Exercise description
From the line containing "out the older" to the final line of the entries, every line is to be reproduced exactly; no other line belongs in the output.
[Input for this task — start]
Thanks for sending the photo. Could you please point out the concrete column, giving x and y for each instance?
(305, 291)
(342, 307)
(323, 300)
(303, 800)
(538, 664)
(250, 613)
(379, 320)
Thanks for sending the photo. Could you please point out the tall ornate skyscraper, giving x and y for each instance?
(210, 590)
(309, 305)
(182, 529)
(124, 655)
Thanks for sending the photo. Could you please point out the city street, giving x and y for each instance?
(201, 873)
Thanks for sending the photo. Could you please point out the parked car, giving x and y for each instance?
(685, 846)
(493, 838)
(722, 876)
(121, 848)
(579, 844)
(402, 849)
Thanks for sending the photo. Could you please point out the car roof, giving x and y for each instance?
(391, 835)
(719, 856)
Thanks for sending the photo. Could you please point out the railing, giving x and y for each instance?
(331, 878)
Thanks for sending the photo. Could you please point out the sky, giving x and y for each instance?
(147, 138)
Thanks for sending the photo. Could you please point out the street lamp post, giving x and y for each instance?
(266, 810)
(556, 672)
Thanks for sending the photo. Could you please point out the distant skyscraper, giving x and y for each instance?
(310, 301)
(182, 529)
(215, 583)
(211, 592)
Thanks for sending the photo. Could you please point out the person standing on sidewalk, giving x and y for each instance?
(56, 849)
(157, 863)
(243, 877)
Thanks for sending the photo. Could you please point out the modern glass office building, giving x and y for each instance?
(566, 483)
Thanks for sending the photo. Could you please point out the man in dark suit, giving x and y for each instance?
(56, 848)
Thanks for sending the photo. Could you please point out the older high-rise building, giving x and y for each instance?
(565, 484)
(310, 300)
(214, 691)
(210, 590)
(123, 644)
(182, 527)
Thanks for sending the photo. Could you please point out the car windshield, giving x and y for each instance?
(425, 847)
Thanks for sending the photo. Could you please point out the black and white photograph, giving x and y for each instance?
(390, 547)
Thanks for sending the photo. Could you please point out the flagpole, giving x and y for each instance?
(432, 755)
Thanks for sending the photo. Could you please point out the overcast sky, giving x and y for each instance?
[Input for this task — finish]
Response area
Thanks for sending the photo. Could you please point out the older high-rise building, giving x and y for each instance?
(565, 484)
(310, 300)
(214, 691)
(210, 590)
(123, 644)
(182, 527)
Thanks for sending the photo. Could you please point out the car windshield, giving x and y for each instance?
(425, 847)
Thanks for sending the photo. Could you please point out the black and white photograph, giving x and y for each instance?
(390, 547)
Thanks for sending the photo. Could you please point out the flagpole, giving x and y for each instance?
(432, 755)
Thanks for sending the photo. Could you please point out the overcast sky, giving x and y for each instance?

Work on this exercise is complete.